Work task
Duplicate the part of the article on the EU recovery deal that begins at the words "Favoring loans over" and stops after "to the bloc.".

Photo shows the Berlaymont Building, the European Commission headquarters, Brussels, Belgium, March 29, 2019. /Xinhua
Photo shows the Berlaymont Building, the European Commission headquarters, Brussels, Belgium, March 29, 2019. /Xinhua
Editor's note: Freddie Reidy is a freelance writer based in London. He studied history and history of art at the University of Kent, Canterbury, specializing in Russian history and international politics. The article reflects the author's opinions, and not necessarily the views of CGTN.
After a marathon summit, EU leaders agreed on a landmark economic deal to steer the bloc beyond the COVID-19 crisis and into the future. The five-day summit was necessitated by vastly contrasting policy directions and a series of red lines to be overcome. How has the internal disagreement of the EU shaped the deal, though?
The agreed deal actually has two aspects. For the first one, the standard budget accounts for 1.1 trillion euros over the next seven years, and for the second, a 750 billion euros "Next Generation EU" fund that will aid member economies in combating the effect of the coronavirus.
The European Union's response to the virus has been marred by an ideological fissure between the so-called "frugal four", namely, Austria, Denmark, The Netherlands, and Sweden. These nations maintain that capital should not be granted to member states without conditions.
Favoring loans over a hand-out, the frugal four does have sympathizers on the German side, adding to the complexity of the negotiation. In opposition is the "Club Med" group of Italy, Portugal, and Spain. Nations who have been particularly badly hit by the virus; this group has a good deal of support from France.
"Club Med" members also have economies that look increasingly weak. There is a real concern from the "frugal four" that any aid from the EU will be spent on propping up ailing industries rather than transforming and modernizing their economies in order to become net contributors to the bloc.
A flower shop in Vienna, Austria, October 4, 2017 /VCG
A flower shop in Vienna, Austria, October 4, 2017 /VCG
The resolve of the quadripartite group was said to have incensed French president Emmanuel Macron to such a degree that he hammered the table with his fists and accused the group of jeopardizing the future of the European project.

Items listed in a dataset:
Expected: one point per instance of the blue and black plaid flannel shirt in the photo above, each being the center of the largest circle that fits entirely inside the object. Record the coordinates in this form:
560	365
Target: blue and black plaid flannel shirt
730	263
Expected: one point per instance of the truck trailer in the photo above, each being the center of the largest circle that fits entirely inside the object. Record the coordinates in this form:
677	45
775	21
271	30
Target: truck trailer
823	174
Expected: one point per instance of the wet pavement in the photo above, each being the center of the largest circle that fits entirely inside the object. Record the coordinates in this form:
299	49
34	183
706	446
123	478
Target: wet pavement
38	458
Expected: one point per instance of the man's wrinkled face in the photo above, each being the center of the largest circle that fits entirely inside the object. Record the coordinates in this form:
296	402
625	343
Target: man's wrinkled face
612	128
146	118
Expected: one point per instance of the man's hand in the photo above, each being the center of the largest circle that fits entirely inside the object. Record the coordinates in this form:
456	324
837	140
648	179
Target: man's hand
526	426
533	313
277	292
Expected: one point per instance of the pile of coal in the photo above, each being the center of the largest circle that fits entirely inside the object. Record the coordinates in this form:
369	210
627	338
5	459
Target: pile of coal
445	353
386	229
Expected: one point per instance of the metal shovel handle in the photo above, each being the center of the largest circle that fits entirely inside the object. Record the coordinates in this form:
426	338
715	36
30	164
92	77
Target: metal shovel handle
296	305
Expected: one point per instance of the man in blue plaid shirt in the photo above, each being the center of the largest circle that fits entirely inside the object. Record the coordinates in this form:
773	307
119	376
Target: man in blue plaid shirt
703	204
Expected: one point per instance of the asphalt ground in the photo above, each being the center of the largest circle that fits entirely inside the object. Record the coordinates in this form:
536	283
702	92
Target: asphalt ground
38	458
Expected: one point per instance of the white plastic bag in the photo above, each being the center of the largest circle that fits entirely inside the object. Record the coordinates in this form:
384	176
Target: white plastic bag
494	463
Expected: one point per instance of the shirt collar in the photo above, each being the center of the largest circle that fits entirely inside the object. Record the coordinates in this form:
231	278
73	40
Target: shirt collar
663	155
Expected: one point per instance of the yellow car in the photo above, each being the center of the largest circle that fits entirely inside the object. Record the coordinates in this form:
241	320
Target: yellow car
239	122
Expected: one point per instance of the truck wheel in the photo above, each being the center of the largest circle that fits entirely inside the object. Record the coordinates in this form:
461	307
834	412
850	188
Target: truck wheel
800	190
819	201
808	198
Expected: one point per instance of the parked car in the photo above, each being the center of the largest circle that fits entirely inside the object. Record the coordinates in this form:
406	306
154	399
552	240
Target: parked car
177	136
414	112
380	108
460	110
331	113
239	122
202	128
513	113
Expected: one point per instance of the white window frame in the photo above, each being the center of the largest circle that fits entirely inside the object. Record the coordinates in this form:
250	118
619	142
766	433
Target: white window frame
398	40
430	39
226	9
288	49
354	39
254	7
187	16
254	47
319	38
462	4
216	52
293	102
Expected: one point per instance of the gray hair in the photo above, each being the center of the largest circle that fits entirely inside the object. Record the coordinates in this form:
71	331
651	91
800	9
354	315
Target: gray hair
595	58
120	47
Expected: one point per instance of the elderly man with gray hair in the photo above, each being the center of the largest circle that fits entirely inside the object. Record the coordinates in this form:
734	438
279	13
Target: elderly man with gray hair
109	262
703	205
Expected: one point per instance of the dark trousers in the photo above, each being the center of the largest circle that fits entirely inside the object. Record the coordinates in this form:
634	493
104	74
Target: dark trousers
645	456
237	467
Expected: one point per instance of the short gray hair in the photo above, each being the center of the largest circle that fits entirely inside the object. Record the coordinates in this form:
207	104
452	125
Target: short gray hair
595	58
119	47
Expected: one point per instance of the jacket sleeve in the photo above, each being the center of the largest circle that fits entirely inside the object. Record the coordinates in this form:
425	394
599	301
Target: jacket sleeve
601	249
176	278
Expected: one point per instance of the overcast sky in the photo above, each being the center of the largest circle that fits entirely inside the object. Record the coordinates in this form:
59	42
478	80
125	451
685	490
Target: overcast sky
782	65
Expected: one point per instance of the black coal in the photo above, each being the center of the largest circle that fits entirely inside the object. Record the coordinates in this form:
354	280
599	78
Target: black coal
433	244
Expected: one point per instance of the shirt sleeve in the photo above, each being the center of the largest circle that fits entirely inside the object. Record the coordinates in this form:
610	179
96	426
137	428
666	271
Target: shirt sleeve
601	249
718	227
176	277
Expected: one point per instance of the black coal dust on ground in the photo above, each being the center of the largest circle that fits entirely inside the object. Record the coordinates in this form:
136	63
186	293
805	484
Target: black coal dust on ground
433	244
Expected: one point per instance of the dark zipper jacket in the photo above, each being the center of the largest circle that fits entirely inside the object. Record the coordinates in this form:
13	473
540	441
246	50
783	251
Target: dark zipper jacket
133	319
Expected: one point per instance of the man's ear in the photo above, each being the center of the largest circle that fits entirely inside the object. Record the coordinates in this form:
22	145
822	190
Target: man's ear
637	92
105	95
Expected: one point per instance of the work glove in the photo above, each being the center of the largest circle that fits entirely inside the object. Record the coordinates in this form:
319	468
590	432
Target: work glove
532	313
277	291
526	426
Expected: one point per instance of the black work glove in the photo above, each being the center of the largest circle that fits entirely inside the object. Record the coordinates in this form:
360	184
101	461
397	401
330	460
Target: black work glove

The completed task
Favoring loans over a hand-out, the frugal four does have sympathizers on the German side, adding to the complexity of the negotiation. In opposition is the "Club Med" group of Italy, Portugal, and Spain. Nations who have been particularly badly hit by the virus; this group has a good deal of support from France.
"Club Med" members also have economies that look increasingly weak. There is a real concern from the "frugal four" that any aid from the EU will be spent on propping up ailing industries rather than transforming and modernizing their economies in order to become net contributors to the bloc.